┏━━

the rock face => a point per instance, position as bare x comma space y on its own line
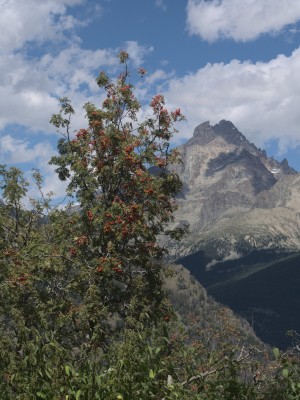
234, 198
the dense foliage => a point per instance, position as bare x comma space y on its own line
83, 309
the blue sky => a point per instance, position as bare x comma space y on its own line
215, 59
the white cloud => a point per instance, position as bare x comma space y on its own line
240, 20
17, 151
34, 20
161, 4
261, 99
137, 52
29, 89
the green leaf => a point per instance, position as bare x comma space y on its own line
41, 395
285, 372
67, 369
151, 374
276, 352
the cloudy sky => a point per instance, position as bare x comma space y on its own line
215, 59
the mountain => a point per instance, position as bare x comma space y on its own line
243, 213
234, 198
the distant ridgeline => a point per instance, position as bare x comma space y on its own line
243, 213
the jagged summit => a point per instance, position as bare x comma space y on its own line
226, 177
206, 133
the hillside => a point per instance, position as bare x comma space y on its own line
243, 214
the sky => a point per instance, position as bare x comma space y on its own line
214, 59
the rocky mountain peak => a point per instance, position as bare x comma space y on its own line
230, 133
203, 134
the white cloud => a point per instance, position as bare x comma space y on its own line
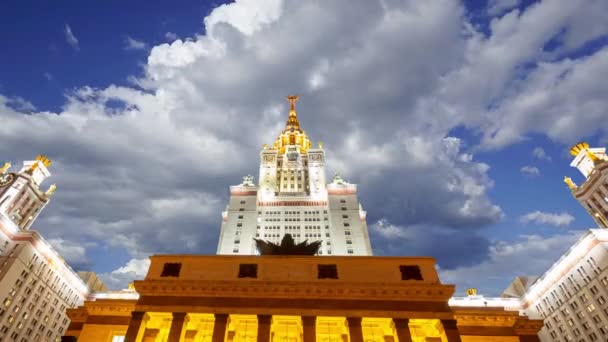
73, 252
134, 269
70, 38
147, 168
496, 7
539, 153
529, 255
170, 36
531, 171
555, 219
133, 44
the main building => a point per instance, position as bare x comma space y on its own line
292, 197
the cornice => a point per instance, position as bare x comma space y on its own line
291, 290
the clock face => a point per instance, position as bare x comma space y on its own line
6, 179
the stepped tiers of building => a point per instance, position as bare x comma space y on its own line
592, 194
36, 284
192, 298
293, 197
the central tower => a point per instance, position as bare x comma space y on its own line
293, 197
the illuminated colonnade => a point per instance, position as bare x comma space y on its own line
181, 327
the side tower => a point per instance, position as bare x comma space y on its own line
21, 198
293, 197
592, 194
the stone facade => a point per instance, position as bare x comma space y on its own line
36, 285
293, 298
293, 197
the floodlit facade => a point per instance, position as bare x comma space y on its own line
235, 298
592, 194
36, 285
571, 297
293, 197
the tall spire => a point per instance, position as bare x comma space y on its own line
292, 121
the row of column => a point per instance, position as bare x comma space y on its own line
264, 328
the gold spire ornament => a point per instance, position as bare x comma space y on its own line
51, 190
44, 160
576, 149
6, 166
570, 183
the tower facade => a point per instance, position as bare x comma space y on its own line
293, 197
36, 284
592, 194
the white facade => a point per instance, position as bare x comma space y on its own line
292, 197
571, 297
36, 285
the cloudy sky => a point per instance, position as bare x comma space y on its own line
454, 118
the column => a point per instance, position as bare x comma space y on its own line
264, 328
309, 325
451, 330
177, 325
354, 329
219, 327
134, 326
402, 325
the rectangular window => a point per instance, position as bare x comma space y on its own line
248, 271
171, 269
410, 272
327, 271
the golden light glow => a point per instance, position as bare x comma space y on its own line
199, 327
576, 149
332, 329
242, 328
46, 161
424, 330
570, 183
286, 329
6, 166
378, 329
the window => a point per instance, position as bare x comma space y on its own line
248, 271
410, 272
171, 269
327, 271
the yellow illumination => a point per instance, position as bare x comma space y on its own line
332, 329
242, 328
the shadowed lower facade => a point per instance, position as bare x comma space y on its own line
292, 298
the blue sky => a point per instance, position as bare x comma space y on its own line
150, 110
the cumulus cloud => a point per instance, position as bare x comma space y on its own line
73, 252
555, 219
170, 36
531, 171
539, 153
122, 276
146, 168
133, 44
533, 255
496, 7
70, 38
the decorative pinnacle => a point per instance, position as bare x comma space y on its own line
576, 149
570, 183
6, 166
292, 102
44, 160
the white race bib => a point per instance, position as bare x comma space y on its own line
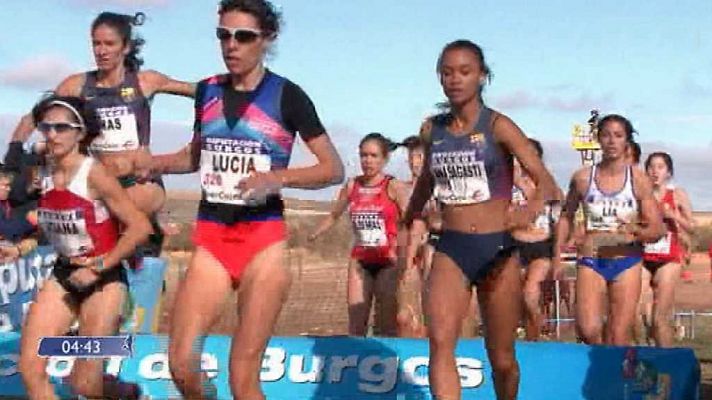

┗━━

**The task**
Rewrite the records from the line with "the column =>" through the end of the records, replacing "golden light glow" with "amber light glow" and keeping everything else the same. Leave the pictures out of your answer.

**Task output**
the column => a point per instance, position as bare x comma space y on its own line
264, 328
309, 325
451, 330
177, 325
354, 329
219, 327
134, 326
402, 325
the rectangular window => a point per instance, position as bare x comma space y on its own line
248, 271
171, 269
410, 272
327, 271
the amber light glow => a point per instance, position as bare x comma space y on its own line
199, 327
576, 149
332, 329
242, 328
46, 161
424, 330
570, 183
286, 329
6, 166
378, 329
the window => a point per instance, position as bare x comma space y on its own line
248, 271
410, 272
171, 269
327, 271
the yellow illumination => a point per instance, position as bare x comma space y on its own line
332, 329
242, 328
the shadowed lower facade => a point per instance, position as bare x comma space y on its own line
292, 298
the blue sky => a point per instance, position as bare x comma space y on its own line
150, 110
the cumulus cloud => a point per instance, position as bare x comma space y on its own line
73, 252
555, 219
170, 36
531, 171
539, 153
122, 276
146, 168
133, 44
533, 255
496, 7
70, 38
the decorative pinnacle => a point per instance, position as bare x comma space y on its own line
576, 149
570, 183
6, 166
292, 102
44, 160
the white race bib => a point per instance, position as bare x comma space y on its own line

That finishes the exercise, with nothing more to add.